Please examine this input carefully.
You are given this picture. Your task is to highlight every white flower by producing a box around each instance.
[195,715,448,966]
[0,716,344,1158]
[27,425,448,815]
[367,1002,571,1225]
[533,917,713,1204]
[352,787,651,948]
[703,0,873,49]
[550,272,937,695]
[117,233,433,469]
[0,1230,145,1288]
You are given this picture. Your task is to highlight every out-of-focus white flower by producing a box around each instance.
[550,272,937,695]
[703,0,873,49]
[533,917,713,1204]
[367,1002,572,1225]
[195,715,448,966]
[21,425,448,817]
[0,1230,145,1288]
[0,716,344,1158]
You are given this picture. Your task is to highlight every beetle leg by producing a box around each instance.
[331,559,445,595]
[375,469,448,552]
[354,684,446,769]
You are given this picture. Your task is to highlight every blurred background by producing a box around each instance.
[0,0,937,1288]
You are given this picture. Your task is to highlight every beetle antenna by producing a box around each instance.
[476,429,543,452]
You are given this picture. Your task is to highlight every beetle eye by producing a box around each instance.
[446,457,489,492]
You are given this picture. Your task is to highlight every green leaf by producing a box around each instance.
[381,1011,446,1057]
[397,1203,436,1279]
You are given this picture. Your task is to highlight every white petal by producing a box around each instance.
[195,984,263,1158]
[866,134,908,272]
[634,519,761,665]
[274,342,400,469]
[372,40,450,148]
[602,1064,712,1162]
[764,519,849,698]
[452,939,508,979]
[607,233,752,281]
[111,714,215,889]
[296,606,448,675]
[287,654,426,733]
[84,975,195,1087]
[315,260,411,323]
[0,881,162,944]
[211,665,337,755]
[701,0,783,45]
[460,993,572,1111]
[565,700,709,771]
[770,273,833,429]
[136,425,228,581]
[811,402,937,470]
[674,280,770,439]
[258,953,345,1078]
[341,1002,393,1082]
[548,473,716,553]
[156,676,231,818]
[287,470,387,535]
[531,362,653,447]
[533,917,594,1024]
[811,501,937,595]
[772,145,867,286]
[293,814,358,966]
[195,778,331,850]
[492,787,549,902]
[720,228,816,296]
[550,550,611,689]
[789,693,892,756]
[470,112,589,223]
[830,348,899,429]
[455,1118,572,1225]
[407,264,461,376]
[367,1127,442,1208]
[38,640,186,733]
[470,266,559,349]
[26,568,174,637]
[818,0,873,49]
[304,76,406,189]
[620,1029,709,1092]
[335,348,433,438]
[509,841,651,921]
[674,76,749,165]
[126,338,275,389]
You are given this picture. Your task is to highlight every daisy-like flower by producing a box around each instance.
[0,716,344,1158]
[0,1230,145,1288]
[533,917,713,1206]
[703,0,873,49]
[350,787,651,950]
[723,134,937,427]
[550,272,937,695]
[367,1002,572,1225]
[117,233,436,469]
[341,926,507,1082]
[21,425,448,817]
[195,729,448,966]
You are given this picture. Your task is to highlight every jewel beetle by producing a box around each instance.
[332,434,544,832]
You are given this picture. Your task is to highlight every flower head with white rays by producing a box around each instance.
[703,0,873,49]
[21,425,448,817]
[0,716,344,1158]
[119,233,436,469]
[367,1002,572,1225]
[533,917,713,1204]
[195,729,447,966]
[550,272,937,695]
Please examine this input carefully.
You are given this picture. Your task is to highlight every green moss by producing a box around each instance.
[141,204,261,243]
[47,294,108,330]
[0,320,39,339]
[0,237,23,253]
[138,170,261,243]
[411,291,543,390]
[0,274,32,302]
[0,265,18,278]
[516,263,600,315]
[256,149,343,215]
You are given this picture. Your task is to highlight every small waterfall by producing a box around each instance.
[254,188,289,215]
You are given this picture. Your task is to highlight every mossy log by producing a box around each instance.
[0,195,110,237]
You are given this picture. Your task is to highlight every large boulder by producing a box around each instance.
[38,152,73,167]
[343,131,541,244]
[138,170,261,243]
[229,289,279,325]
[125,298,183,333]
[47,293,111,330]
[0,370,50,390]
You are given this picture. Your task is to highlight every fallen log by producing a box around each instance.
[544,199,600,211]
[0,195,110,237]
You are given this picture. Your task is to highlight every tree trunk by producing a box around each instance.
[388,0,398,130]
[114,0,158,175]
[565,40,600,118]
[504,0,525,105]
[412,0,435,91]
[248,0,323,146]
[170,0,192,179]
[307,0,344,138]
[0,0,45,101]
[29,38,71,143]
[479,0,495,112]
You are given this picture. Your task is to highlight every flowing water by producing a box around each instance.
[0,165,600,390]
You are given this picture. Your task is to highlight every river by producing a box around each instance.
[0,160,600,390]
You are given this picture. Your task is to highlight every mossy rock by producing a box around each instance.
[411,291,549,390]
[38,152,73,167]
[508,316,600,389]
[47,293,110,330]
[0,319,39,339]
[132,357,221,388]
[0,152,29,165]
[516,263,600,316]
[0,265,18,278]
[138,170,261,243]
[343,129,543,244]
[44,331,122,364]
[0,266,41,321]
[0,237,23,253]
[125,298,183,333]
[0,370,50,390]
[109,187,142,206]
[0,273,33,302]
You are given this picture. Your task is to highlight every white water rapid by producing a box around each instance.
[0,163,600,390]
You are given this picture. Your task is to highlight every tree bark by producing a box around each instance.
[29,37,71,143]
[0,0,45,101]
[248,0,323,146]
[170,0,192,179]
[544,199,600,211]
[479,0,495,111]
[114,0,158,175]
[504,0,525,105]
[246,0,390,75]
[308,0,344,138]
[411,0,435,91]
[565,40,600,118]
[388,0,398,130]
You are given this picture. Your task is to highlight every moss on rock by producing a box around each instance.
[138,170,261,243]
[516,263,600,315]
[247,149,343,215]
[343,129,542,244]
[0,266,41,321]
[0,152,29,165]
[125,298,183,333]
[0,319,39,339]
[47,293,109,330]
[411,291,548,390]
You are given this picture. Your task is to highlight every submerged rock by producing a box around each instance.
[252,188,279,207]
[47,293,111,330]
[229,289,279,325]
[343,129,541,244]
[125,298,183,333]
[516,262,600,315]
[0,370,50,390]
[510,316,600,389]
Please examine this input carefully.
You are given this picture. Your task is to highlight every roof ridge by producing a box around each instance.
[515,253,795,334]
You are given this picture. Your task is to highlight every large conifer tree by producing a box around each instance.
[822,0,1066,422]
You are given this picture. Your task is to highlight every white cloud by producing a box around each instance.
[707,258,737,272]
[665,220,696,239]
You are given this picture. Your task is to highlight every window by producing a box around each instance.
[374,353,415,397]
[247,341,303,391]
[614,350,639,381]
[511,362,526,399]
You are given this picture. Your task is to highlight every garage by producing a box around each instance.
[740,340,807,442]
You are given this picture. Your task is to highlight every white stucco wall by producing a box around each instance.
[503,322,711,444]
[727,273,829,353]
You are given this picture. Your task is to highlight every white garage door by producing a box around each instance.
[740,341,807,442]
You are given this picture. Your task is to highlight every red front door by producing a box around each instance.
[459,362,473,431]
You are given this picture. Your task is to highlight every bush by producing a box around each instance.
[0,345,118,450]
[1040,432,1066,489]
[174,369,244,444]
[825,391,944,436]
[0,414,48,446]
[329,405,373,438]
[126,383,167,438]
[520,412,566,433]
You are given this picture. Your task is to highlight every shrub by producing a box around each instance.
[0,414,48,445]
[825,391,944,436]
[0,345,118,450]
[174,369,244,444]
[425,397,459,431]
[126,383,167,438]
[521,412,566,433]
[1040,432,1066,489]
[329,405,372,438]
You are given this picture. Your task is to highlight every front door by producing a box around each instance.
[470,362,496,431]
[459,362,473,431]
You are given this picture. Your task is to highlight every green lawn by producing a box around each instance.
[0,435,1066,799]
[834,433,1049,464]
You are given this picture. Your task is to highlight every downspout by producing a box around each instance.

========================================================================

▶ **WHAT YOU NEED TO DO**
Recast everything from the line containing "highlight every red" down to the end of the records as a Markdown table with two columns, Row and Line, numbering each line and leaving out blank ones.

▶ **TASK OUTPUT**
| Row | Line |
|---|---|
| 1 | You are given this picture. Your task is to highlight every red front door by producing a box around each instance. |
| 2 | [459,362,473,431] |
| 3 | You are given this picture. Your task is to highlight every bush by producing a box around each instance. |
| 4 | [0,345,118,450] |
| 5 | [1040,432,1066,489] |
| 6 | [174,369,244,444] |
| 7 | [825,391,944,436] |
| 8 | [0,414,48,446] |
| 9 | [329,405,373,438] |
| 10 | [126,383,167,438] |
| 11 | [520,412,566,433] |
| 12 | You are given this picture. Your task is to highlight every shrub by producing a box around each instance. |
| 13 | [0,414,48,445] |
| 14 | [825,391,944,436] |
| 15 | [0,345,118,450] |
| 16 | [174,369,244,444] |
| 17 | [425,397,459,431] |
| 18 | [126,383,167,438] |
| 19 | [521,412,566,433] |
| 20 | [1040,432,1066,489] |
| 21 | [329,405,372,438] |
| 22 | You are given this picture. Your task is to highlight every front door by producing a box around each instance. |
| 23 | [470,362,496,431] |
| 24 | [459,362,473,431] |
| 25 | You are given this picture. Your task is to highlight every green lawn by producing a box around each instance. |
| 26 | [0,435,1066,799] |
| 27 | [834,433,1049,464] |
| 28 | You are given this picture. Your task is to highlight every downspout by producing a box around each instance. |